--- Start Material provided ---

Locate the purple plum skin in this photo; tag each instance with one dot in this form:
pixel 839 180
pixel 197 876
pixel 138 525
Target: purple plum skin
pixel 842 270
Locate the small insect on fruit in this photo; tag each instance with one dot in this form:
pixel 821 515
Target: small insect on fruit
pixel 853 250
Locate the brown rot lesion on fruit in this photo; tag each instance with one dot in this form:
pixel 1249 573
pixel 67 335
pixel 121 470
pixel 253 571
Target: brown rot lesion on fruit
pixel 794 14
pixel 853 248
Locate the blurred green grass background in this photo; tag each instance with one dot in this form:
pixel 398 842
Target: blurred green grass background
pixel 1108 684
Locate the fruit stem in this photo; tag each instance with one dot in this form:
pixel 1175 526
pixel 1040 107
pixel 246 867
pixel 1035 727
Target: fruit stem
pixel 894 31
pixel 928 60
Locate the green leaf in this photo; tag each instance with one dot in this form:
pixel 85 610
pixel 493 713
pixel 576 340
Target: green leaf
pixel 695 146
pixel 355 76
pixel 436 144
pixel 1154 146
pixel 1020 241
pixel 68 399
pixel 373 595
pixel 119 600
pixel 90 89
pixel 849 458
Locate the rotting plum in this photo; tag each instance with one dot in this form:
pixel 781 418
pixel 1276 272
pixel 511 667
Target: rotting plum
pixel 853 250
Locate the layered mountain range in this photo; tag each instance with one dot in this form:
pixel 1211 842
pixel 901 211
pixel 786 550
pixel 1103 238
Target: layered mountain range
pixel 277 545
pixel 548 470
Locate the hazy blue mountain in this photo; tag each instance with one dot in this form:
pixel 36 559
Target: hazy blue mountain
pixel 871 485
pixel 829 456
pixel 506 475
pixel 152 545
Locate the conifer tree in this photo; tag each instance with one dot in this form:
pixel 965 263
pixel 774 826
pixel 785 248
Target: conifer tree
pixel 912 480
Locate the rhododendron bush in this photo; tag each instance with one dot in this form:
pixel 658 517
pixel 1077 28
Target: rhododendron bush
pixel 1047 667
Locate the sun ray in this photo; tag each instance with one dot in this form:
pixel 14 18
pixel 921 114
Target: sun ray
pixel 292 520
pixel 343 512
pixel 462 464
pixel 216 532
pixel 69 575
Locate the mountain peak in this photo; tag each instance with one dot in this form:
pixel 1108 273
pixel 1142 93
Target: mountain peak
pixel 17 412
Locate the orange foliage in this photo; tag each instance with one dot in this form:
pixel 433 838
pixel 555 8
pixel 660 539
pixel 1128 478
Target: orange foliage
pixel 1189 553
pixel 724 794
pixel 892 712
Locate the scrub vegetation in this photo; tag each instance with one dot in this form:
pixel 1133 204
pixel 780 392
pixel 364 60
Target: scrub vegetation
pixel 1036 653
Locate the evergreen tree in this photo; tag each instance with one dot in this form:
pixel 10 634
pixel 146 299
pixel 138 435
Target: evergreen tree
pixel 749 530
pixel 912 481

--- End Material provided ---

§ **Exercise brief**:
Copy every row above, swapping each "dot" for "point" and leaving everything else unchanged.

§ **Task response**:
Locate the purple plum skin in this photo; tag each instance with one point in this form:
pixel 839 180
pixel 197 876
pixel 138 525
Target: purple plum skin
pixel 842 270
Locate the small insect on fruit in this photo; tag each instance with one point in this form:
pixel 821 515
Target: small insect on fruit
pixel 853 250
Locate the brown rot lesion on fruit in this photo; tag each instance with one point in this form:
pixel 1249 573
pixel 67 335
pixel 121 470
pixel 253 571
Target: brown rot lesion on fruit
pixel 794 14
pixel 853 248
Locate the blurred green grass background in this photo; tag each instance with one point in this form:
pixel 398 842
Target: blurred green grass background
pixel 1108 684
Locate the fruit stem in this photo; tag each instance with one point in this form:
pixel 1175 526
pixel 1040 107
pixel 246 867
pixel 1035 727
Target: fruit stem
pixel 894 31
pixel 928 60
Locate the green leaf in this photo; tag each instance with one point in this form:
pixel 85 610
pixel 493 713
pixel 576 340
Target: green leaf
pixel 695 146
pixel 355 76
pixel 436 144
pixel 1154 146
pixel 1020 241
pixel 68 399
pixel 373 595
pixel 119 600
pixel 90 89
pixel 849 458
Locate the rotting plum in this photo; tag each instance with one point in this form:
pixel 781 418
pixel 1276 272
pixel 511 667
Target: rotting plum
pixel 853 250
Locate the layered mountain range in this photo; tag each instance with one point in this form:
pixel 1211 842
pixel 901 211
pixel 786 550
pixel 1103 238
Target: layered mountain range
pixel 277 545
pixel 548 470
Locate the hazy blue mountain in this photo; tag each instance with one point in this form:
pixel 36 559
Target: hazy blue mountain
pixel 871 485
pixel 829 456
pixel 506 475
pixel 152 545
Locate the conifer tree in this photo; tag each instance with one point in this form:
pixel 965 263
pixel 774 826
pixel 785 248
Target: conifer tree
pixel 912 480
Locate the rhododendron bush in this photo; tag each instance with one point in this form:
pixel 658 517
pixel 1077 28
Target: rhododendron bush
pixel 1047 667
Locate the sun ray in this photo; tag each instance with one point in this form:
pixel 14 18
pixel 921 114
Target: sun ray
pixel 292 520
pixel 343 512
pixel 462 464
pixel 216 532
pixel 69 575
Locate the mountain peak in this photo; tag each instance with one point in this form:
pixel 1108 273
pixel 1142 93
Target: mountain peak
pixel 17 412
Locate the orange foliage in this photo; tag each instance with one point in this form:
pixel 433 838
pixel 555 8
pixel 660 539
pixel 1128 478
Target: orange foliage
pixel 1189 553
pixel 724 794
pixel 892 712
Locate the scrub vegetation in this photo; tag each instance with one point in this form:
pixel 1133 204
pixel 780 392
pixel 364 60
Target: scrub vegetation
pixel 1036 653
Locate the evergreen tree in this photo; tag each instance with one point in this form:
pixel 10 634
pixel 146 299
pixel 138 435
Target: evergreen tree
pixel 749 530
pixel 912 481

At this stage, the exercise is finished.